Start of Source document

Prairie Heights wrestlers make history while still setting new goals
January 18, 2018
LAGRANGE, Ind. – To say that Brett Smith has turned around the Prairie Heights wrestling team is definitely an understatement.
Since taking over at his alma mater 7 years ago, Smith has seen the hard work of his athletes and coaches pay off.
“The first couple of years we coached, we were giving up 3 or 4 forfeits in varsity,” head coach Brett Smith says.
The Panthers have undergone a monumental momentum swing ever since, including winning a third-straight Indiana High School Wrestling Coaches Association team state championship in December.
“We kind of have high expectations and high goals ever year. We think of ourselves as being one of the top teams in the state,” Smith adds.
The IHSWCA team duals are designed to crown a team wrestling state champion. When the IHSAA discontinued its separate team state finals after the 2011-12 season, coaches across the state worked to create a separate meet that would recognize champions in 4 different classes. Twelve teams are invited to the IHSWCA state duals each year based on a points system for individual qualifiers at sectionals, regionals, semi-states and the IHSAA state meet from the previous year.
In addition to a 3 IHSWCA team state titles in a row, Prairie Heights has won 4 straight Northeast Corner Conference regular season championships, 3 straight IHSAA sectionals and the program’s first regional title a year ago. After a perfect 10-0 conference record this year, the Panthers look for a 4th-straight NECC Tournament title on Saturday. The senior class of Panther wrestlers finished an astonishing 129-7 in regular season dual meets over four years.

End of Source document
Start of Given information

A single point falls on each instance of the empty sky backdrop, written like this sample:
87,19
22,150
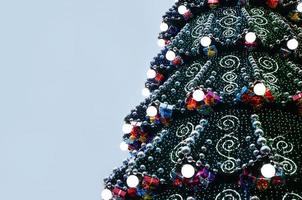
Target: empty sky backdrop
70,70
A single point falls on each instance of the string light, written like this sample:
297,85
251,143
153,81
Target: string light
182,9
124,146
187,171
259,89
292,44
106,194
170,55
198,95
268,170
146,92
164,26
250,37
161,43
132,181
127,128
151,111
205,41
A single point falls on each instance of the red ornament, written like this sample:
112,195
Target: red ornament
150,181
269,96
177,61
213,3
188,15
191,104
159,77
119,193
256,101
262,184
132,192
272,3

End of Given information

Assignment:
Set down the passage of the Prairie Heights wrestling article word for word, starting with "Since taking over" and going on through "Brett Smith says.".

Task response:
Since taking over at his alma mater 7 years ago, Smith has seen the hard work of his athletes and coaches pay off.
“The first couple of years we coached, we were giving up 3 or 4 forfeits in varsity,” head coach Brett Smith says.